'Ding Dong The Witch Is Dead' will be played for 5 seconds on Radio 1, despite its chart position. The more you suppress, the more you make people angry. On the internet, dissent is widespread and vociferous.
I texted my friend the Bartzman with the news and he replied - ' Maggots 1 Maggie 0' .
A few polite and deferential writers appeared on Facebook asking for respect.
How could they understand?
Here was the enemy, gone forever.
Over £10 million will be spent on her military/state funeral, money better spent on building up the many communities she devastated, which have never recovered.
A person , more than any other, who carried out malicious and widespread attacks on so many sections of society.
An enemy I had opposed and protested against for every one of her repugnant policies.
Against her deliberate creation of unemployment which destroyed not just the Valleys where I live, but many other working-class areas and had been one of the main causes of riots in the black areas of Britain, together with the SUS laws, used to stop and search black people.
I'd protested against the way she sold off industries owned by the people, without consulting them and sought to decimate the Trade Union movement by taking on the most militant force, the NUM.
I'd protested against the war she began in the Falklands : so many pointless deaths of both British and Argentinians. Land rightfully claimed by Argentina, but colonised by the Empire, as with so many other places in the world, especially Ireland.

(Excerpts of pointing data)
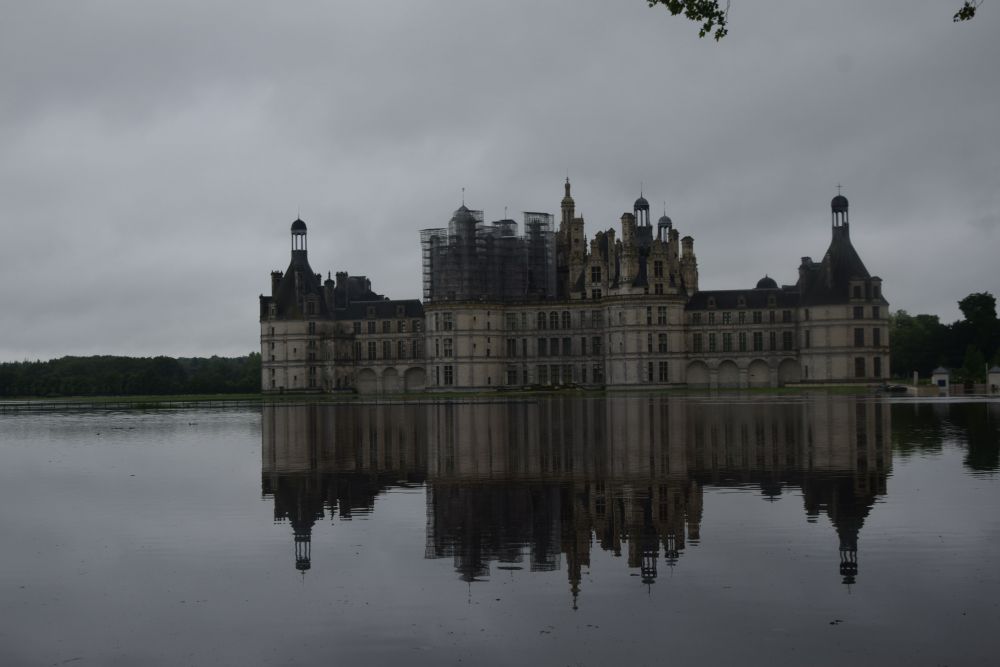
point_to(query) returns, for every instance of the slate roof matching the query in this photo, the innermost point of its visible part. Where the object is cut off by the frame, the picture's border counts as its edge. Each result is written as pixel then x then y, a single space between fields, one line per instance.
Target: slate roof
pixel 755 299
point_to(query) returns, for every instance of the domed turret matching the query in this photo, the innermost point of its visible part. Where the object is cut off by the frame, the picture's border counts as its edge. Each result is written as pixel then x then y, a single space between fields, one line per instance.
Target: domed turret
pixel 838 213
pixel 298 235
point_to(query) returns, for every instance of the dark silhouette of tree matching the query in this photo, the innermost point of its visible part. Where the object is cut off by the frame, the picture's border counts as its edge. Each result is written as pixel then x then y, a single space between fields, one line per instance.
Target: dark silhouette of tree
pixel 714 17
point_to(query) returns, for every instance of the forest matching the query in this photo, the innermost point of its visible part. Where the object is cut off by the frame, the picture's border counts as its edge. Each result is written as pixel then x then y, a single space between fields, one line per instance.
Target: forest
pixel 966 347
pixel 130 376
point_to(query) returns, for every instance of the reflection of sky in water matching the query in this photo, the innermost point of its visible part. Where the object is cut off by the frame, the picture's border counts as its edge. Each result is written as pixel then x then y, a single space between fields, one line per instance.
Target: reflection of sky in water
pixel 159 537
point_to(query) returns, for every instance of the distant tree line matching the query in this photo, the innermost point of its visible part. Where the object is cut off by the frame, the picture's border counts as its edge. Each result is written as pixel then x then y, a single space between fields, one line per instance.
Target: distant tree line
pixel 922 343
pixel 130 376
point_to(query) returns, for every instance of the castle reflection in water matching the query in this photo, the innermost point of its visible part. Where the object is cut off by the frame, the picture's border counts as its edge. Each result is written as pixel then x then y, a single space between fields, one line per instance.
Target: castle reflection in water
pixel 543 481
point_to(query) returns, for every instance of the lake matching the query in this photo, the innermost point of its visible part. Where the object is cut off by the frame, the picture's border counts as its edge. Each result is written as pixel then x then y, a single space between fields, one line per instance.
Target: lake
pixel 802 529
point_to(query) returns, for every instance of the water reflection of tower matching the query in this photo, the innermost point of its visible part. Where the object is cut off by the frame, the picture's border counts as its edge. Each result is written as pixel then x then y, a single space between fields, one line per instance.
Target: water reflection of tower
pixel 847 486
pixel 320 460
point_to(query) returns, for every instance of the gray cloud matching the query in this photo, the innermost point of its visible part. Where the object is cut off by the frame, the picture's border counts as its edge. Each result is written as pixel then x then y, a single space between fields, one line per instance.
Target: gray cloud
pixel 155 155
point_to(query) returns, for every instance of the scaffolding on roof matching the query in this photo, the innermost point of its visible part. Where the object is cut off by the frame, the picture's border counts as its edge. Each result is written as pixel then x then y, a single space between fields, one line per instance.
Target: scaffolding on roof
pixel 473 261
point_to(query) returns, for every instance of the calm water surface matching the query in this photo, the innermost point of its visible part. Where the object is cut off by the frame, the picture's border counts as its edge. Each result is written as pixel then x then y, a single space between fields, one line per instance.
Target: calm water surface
pixel 805 530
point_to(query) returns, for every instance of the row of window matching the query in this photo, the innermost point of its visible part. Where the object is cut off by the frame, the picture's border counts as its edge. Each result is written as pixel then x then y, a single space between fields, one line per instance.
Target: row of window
pixel 741 340
pixel 859 312
pixel 859 337
pixel 404 349
pixel 726 317
pixel 372 326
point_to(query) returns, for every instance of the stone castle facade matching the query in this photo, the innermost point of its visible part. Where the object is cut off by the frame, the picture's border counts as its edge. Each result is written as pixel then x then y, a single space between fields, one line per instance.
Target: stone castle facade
pixel 551 308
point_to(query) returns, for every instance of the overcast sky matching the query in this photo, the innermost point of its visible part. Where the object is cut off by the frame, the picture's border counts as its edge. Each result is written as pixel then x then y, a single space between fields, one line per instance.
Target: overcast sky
pixel 154 154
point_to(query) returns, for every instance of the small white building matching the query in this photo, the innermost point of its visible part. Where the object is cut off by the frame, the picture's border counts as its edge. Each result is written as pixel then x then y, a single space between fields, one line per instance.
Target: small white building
pixel 941 378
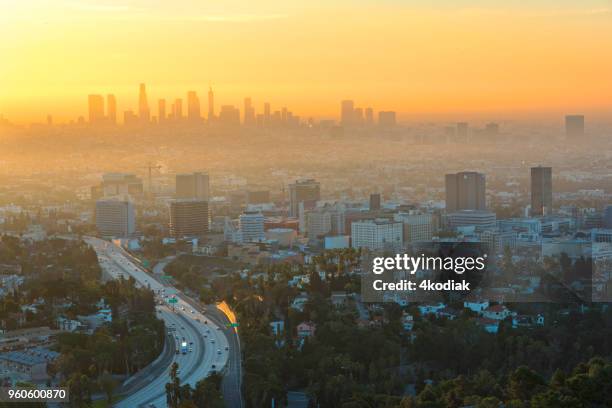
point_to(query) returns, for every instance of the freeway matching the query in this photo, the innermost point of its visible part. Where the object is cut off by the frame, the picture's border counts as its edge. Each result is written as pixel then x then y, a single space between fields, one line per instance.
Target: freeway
pixel 208 345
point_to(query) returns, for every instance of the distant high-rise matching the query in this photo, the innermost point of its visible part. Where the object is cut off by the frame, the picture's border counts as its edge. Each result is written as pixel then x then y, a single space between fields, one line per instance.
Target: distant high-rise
pixel 374 202
pixel 177 109
pixel 463 129
pixel 193 106
pixel 96 109
pixel 111 109
pixel 303 191
pixel 189 218
pixel 115 218
pixel 252 226
pixel 541 190
pixel 347 112
pixel 267 113
pixel 369 116
pixel 386 119
pixel 229 115
pixel 574 125
pixel 249 112
pixel 161 110
pixel 211 105
pixel 465 191
pixel 195 185
pixel 143 105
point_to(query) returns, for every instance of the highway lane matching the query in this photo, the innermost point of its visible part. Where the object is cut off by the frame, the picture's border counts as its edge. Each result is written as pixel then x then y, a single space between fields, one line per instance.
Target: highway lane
pixel 210 345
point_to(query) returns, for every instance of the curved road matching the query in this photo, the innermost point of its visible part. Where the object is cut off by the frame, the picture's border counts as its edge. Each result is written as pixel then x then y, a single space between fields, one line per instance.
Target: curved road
pixel 208 342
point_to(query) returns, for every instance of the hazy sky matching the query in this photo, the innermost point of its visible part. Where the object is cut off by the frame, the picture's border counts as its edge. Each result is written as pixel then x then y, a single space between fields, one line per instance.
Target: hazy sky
pixel 421 58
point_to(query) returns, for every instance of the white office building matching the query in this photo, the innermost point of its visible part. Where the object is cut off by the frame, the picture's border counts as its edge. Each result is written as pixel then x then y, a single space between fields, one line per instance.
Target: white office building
pixel 378 234
pixel 251 227
pixel 417 227
pixel 115 218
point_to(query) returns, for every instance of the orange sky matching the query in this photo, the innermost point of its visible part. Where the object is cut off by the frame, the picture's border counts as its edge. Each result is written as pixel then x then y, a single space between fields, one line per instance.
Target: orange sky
pixel 460 57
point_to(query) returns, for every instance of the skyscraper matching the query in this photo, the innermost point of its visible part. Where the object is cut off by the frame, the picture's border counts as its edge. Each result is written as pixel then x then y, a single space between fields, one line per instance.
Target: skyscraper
pixel 96 109
pixel 574 125
pixel 161 110
pixel 193 106
pixel 465 191
pixel 541 190
pixel 115 218
pixel 374 202
pixel 195 185
pixel 347 112
pixel 111 109
pixel 143 105
pixel 369 116
pixel 267 114
pixel 189 218
pixel 303 191
pixel 177 109
pixel 211 105
pixel 249 112
pixel 386 119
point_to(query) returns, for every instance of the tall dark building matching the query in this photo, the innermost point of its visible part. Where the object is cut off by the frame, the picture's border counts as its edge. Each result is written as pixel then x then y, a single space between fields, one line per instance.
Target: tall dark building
pixel 541 190
pixel 374 202
pixel 465 191
pixel 144 114
pixel 303 191
pixel 111 109
pixel 189 218
pixel 574 125
pixel 211 105
pixel 192 186
pixel 193 106
pixel 96 108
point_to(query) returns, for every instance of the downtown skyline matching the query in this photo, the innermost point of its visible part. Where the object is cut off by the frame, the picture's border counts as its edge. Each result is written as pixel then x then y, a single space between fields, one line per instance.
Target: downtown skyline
pixel 471 59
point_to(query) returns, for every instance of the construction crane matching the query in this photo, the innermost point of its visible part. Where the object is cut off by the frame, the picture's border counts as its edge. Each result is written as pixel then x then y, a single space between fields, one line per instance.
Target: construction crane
pixel 150 167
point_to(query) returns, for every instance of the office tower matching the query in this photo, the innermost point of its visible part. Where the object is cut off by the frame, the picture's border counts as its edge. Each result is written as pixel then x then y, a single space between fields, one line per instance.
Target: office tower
pixel 143 105
pixel 607 217
pixel 303 191
pixel 161 110
pixel 267 113
pixel 377 235
pixel 111 109
pixel 96 109
pixel 347 112
pixel 462 131
pixel 121 184
pixel 189 218
pixel 229 115
pixel 574 125
pixel 129 117
pixel 541 190
pixel 211 105
pixel 492 129
pixel 374 202
pixel 177 109
pixel 358 116
pixel 417 227
pixel 479 219
pixel 258 197
pixel 195 185
pixel 465 191
pixel 369 116
pixel 386 119
pixel 249 112
pixel 193 106
pixel 115 218
pixel 251 226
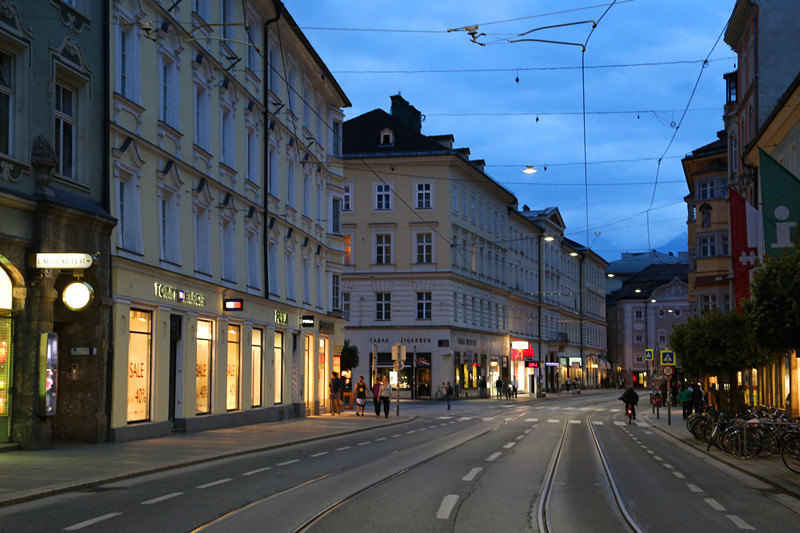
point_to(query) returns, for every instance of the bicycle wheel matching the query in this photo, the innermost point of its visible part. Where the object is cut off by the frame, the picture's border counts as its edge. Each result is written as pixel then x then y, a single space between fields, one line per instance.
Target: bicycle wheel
pixel 791 454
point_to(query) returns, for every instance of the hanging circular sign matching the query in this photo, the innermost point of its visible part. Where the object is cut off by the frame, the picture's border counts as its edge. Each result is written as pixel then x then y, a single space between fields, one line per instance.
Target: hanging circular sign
pixel 77 295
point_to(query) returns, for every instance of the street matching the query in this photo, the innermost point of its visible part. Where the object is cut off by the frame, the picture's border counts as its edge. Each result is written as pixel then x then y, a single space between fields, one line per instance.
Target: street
pixel 563 464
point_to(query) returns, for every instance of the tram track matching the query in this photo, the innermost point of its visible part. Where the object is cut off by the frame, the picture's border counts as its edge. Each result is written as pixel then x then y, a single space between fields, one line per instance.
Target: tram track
pixel 543 518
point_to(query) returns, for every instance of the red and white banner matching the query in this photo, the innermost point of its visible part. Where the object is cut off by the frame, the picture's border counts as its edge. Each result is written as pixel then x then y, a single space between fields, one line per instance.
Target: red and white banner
pixel 746 243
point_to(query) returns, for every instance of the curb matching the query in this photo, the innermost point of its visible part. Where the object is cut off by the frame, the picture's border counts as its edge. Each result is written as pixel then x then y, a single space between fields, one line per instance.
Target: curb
pixel 44 493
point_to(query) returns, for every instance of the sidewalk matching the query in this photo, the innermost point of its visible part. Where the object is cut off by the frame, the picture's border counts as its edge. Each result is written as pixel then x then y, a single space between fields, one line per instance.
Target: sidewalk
pixel 769 470
pixel 67 466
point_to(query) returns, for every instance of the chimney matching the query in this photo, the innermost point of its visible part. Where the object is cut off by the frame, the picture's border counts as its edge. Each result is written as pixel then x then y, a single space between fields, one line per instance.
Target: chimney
pixel 406 113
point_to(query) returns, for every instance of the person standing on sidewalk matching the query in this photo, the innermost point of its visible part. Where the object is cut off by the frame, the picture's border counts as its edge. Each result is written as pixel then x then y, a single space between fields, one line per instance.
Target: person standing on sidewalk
pixel 386 396
pixel 376 396
pixel 361 396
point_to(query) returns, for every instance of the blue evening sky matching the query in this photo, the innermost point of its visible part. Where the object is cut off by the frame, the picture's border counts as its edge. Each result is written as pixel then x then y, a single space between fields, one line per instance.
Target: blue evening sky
pixel 471 91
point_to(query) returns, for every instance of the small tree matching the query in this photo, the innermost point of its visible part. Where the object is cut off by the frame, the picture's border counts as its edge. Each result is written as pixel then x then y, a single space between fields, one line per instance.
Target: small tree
pixel 349 356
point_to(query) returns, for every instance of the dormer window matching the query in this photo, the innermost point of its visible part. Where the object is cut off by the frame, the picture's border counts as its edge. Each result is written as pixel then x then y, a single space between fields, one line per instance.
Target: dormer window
pixel 387 137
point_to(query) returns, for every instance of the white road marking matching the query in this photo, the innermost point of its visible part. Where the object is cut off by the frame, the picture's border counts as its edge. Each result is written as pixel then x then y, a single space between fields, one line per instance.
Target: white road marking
pixel 162 498
pixel 448 502
pixel 715 504
pixel 741 524
pixel 472 473
pixel 82 525
pixel 214 483
pixel 258 470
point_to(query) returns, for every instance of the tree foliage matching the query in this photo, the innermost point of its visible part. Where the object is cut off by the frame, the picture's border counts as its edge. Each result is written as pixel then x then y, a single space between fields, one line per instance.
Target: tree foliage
pixel 716 343
pixel 773 313
pixel 349 356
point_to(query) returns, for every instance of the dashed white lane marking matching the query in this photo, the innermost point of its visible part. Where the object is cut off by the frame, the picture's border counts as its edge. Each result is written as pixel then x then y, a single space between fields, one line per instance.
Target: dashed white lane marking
pixel 259 470
pixel 91 521
pixel 448 502
pixel 162 498
pixel 472 473
pixel 715 504
pixel 741 524
pixel 214 483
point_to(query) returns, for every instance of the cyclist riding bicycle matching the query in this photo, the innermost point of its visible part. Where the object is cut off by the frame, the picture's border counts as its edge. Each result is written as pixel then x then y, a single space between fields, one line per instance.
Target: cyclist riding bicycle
pixel 631 399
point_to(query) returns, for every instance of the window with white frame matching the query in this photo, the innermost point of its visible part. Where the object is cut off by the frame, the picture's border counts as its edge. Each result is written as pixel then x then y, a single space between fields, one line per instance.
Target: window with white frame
pixel 65 129
pixel 6 102
pixel 252 155
pixel 383 306
pixel 168 93
pixel 253 258
pixel 202 238
pixel 347 197
pixel 273 181
pixel 227 134
pixel 424 305
pixel 383 197
pixel 335 303
pixel 383 248
pixel 272 264
pixel 305 269
pixel 228 247
pixel 170 225
pixel 291 292
pixel 129 230
pixel 424 248
pixel 346 305
pixel 290 183
pixel 127 60
pixel 424 195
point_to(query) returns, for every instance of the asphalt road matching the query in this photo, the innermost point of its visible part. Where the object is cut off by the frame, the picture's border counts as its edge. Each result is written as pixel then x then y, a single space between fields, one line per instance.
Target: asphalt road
pixel 484 466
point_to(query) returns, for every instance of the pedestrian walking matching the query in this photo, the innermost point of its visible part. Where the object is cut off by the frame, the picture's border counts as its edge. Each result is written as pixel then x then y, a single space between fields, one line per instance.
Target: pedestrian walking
pixel 386 396
pixel 361 396
pixel 376 396
pixel 335 388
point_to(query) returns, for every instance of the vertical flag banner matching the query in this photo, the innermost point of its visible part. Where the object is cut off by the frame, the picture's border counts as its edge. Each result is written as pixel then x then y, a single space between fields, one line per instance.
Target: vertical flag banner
pixel 780 197
pixel 746 244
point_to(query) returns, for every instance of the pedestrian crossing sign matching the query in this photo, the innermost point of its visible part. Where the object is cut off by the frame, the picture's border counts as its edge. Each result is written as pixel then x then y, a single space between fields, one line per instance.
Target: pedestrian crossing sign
pixel 667 358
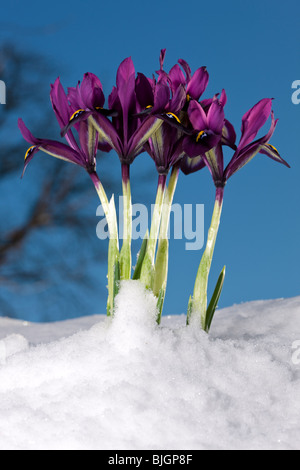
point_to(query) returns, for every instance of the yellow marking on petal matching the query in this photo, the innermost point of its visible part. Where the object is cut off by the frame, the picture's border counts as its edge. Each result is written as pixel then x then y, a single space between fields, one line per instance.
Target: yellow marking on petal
pixel 29 151
pixel 174 116
pixel 74 114
pixel 199 136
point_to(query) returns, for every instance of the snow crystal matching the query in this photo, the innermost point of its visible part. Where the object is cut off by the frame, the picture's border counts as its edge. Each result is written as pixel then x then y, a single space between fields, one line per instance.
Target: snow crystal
pixel 126 383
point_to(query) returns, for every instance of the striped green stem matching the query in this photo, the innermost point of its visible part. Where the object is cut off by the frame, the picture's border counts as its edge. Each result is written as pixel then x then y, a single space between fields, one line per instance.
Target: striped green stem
pixel 148 269
pixel 199 301
pixel 162 257
pixel 113 247
pixel 125 254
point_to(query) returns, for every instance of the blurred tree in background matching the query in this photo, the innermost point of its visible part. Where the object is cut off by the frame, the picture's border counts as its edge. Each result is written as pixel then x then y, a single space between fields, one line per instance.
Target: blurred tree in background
pixel 50 258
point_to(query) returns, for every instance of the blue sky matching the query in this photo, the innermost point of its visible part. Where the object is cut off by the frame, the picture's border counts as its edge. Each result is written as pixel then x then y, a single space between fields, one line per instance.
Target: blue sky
pixel 252 50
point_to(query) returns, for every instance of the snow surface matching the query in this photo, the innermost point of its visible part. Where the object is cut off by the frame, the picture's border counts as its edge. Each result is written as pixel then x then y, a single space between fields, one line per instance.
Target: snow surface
pixel 93 383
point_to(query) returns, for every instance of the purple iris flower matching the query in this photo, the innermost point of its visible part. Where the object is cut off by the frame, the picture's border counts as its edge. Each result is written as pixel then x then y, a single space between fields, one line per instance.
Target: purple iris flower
pixel 82 153
pixel 127 132
pixel 247 148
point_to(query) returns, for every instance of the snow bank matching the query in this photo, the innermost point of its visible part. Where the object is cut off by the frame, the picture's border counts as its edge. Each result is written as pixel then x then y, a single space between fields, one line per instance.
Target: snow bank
pixel 94 383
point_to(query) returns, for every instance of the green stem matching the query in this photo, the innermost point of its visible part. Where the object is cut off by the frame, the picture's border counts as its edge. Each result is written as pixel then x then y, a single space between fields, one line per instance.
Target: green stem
pixel 199 301
pixel 125 254
pixel 148 271
pixel 162 257
pixel 113 247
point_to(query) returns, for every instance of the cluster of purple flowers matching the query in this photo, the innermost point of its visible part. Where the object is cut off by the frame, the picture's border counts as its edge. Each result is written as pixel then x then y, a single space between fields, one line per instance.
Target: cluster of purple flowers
pixel 165 116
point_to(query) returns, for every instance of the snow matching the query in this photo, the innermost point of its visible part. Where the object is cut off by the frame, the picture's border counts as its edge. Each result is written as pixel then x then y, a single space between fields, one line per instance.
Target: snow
pixel 96 383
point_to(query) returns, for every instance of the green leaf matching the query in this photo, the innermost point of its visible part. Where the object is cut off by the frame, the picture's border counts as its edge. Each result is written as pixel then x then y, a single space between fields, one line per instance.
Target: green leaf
pixel 214 301
pixel 160 304
pixel 116 288
pixel 138 268
pixel 117 276
pixel 189 312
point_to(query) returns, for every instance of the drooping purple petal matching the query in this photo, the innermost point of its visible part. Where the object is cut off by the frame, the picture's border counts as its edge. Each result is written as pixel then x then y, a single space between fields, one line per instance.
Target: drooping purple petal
pixel 178 100
pixel 107 132
pixel 215 162
pixel 60 103
pixel 144 91
pixel 215 117
pixel 243 155
pixel 91 91
pixel 161 97
pixel 198 83
pixel 126 92
pixel 228 135
pixel 187 69
pixel 272 152
pixel 197 116
pixel 191 165
pixel 77 117
pixel 199 145
pixel 51 147
pixel 135 145
pixel 253 120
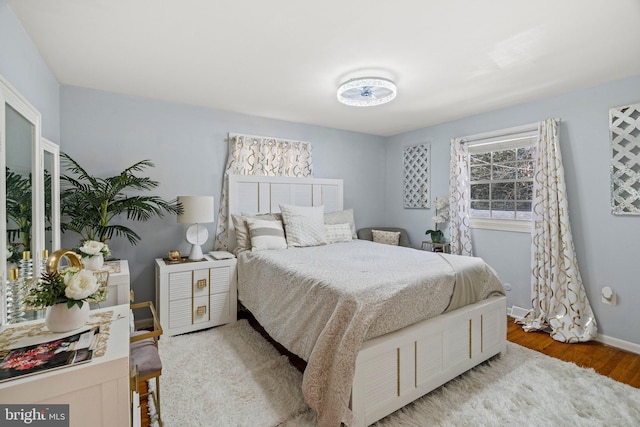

* [Direction 1] List every geographic place that the opinion piece names with a proper name.
* [Direction 2]
Answer these questions from the opinion piece:
(a) For how many seconds will 'Ding Dong The Witch Is Dead' be played on Radio 1?
(b) How much money will be spent on the funeral?
(c) What does the writer call "the most militant force" of the Trade Union movement?
* [Direction 3] Write the next part of the opinion piece, starting right after its last sentence.

* [Expected answer 1]
the Valleys
Britain
the Falklands
Argentina
Ireland

* [Expected answer 2]
(a) 5 seconds
(b) Over £10 million
(c) The NUM

* [Expected answer 3]
I'd protested against the appalling way which she treated those republican political prisoners in Long Kesh (the Maze prison). What respect did she show for one of them, Bobby Sands MP, in his brave struggle for a political status they had once possessed ? She called him a 'common criminal' in the House of Commons, when he died after a hunger strike.
And against those cruise missiles planted on British soil at Greenham Common, making this country a base for US global strategy and a threat to world peace.
She has been proved so wrong on many counts.
In n. Ireland, where Sinn Fein became one of the prime peace-makers.
In the Valleys and other former heavy industrial communities, where coal has often been replaced by opencast mining, just as 'dirty' and opposed by most people for its pollution and environmental ravages.
Oh yes, and whatever happened to that Nelson Mandela, she once dubbed a 'terrorist'?
She's been proved radically wrong about privatisation, the banks and the property boom she instigated.
All these have caused the huge economic problems we now wrestle with, that no political parties can solve, simply because (in their adherence to the free market) they remain influenced by Thatcherism.
Above all, as part of Cymru Goch, I protested against her iniquitous poll tax, which charged the same amount of local tax for everyone, rich and poor, irrespective of income or the value of their property.
It was this anti-poll tax campaign and its use of civil disobedience (non-payment) which, more than anything else, led to her downfall.
It was an example of what can be achieved when enough people
get together and decide to challenge an unjust law, many out of sheer necessity of course.
Yet again, the mainstream political parties failed to take a lead. In fact, Labour Councils acted as puppets of the Tory Government, sending the bailiffs in and imprisoning refuseniks.
I do agree with my friend and comrade Marc Jones when he says - 'I will dance on the grave of Thatcherism'.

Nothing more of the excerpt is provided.